(PASSAGE TO READ Opens)
As soon as I try to change something, it loads a really long time before it locks.
Do you have the IPSec widget on your dashboard? I removed that widget months ago and i haven't had this issue pop up since.
I'm sure I do not have IPSec up in the dashboard.
Updated by Anonymous over 7 years ago
- Target version changed from 2.4.0 to 2.4.1
Updated by Alex Vergilis over 7 years ago
pfsense team:
Why is this bug being pushed back to another release yet again to a date that has not been determined? This issues causes an outage everyday. Lots of people are reporting this issue here and in the forums for over a year now.
I will be more than happy to volunteer my time to assist you to get to the bottom of this.
Please let me know how I can help.
Updated by Anonymous over 7 years ago
Thanks for your offer. I have been working on this issue all week, sadly without getting very far because each diagnostic step takes so long.
What I am doing is cranking the polling frequency up to maximum (General setup page) and adding widgets one at a time. I'm trying to learn if this issue is caused by a particular widget, a combination of widgets, the polling frequency or ? I'm also watching the memory state, cpu load etc as I make each test.
(PASSAGE TO READ Closes)
(ENTRIES PROVIDED Opens)
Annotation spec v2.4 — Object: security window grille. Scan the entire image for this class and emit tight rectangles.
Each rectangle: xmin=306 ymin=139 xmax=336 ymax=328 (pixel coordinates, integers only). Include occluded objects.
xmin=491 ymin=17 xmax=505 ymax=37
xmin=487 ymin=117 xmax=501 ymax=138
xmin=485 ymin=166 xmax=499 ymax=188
(ENTRIES PROVIDED Closes)
(ENTRIES PROVIDED Opens)
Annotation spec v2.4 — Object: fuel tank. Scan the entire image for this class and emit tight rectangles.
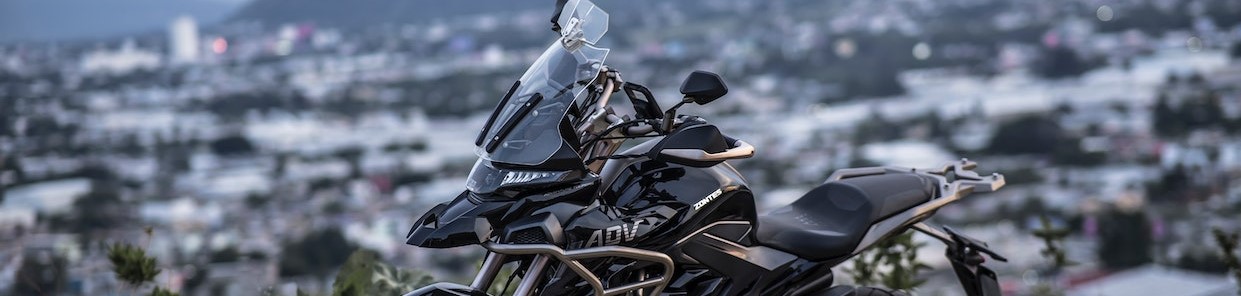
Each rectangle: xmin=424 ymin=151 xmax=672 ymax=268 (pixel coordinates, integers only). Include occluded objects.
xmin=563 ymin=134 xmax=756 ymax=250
(ENTRIES PROVIDED Closes)
__PROBLEMS AND TASKS__:
• A. According to the forum thread, what was the target version changed to?
• B. Write out the part of the forum thread between "As soon as I" and "pop up since.", inclusive.

__ANSWERS GIVEN__:
• A. 2.4.1

• B.
As soon as I try to change something, it loads a really long time before it locks.
Do you have the IPSec widget on your dashboard? I removed that widget months ago and i haven't had this issue pop up since.